§ Exercise aim
Condense the paragraph of the email thread that begins "I think the summary is" into a short bulleted list, keeping its main points.

§ Text provided
* * * * * * * * *

On Fri, Jun 19, 2015 at 10:57:55AM +0200, Michael J Gruber wrote:
> Junio C Hamano venit, vidit, dixit 19.06.2015 00:55:
> > John Keeping <j...@keeping.me.uk> writes:
> > 
> >> I think the summary is that there are some scenarios where the external
> >> diff tool should see the smudged version and others where the clean
> >> version is more appropriate and Git should support both options.  It
> >> seems this is a property of the filter, so I wonder if the best solution
> >> is a new "filter.<name>.extdiff = [clean|smudge]" configuration
> >> variable (there's probably a better name for the variable than
> >> "extdiff").
> > 
> > Not just the external diff, but the textconv filter obeys the same
> > rule.  The setting should be done the same way for both, if we are
> > going to go in that direction.
> > 
> 
> textconv is a "one-way" filter from "blob" to "readable blob". External
> diffs may prefer to work on "blob" rather than "readable blob", but the
> currect setup does not seem to produce surprises.

* * * * * * * * *

§ Material

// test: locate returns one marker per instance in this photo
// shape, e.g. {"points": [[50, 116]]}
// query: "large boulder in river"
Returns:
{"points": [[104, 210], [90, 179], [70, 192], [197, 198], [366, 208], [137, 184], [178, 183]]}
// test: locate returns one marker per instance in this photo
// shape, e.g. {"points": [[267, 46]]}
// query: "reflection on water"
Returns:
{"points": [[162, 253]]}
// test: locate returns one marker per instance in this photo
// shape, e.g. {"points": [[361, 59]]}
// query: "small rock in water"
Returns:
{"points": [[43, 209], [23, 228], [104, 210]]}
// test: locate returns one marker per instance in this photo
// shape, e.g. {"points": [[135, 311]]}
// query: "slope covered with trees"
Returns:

* * * * * * * * *

§ Worked answer
- The external diff tool should see the smudged version in some scenarios and the clean version in others.
- Git should support both options.
- This seems to be a property of the filter.
- A possible solution is a new "filter.<name>.extdiff = [clean|smudge]" configuration variable, though there is probably a better name for it than "extdiff".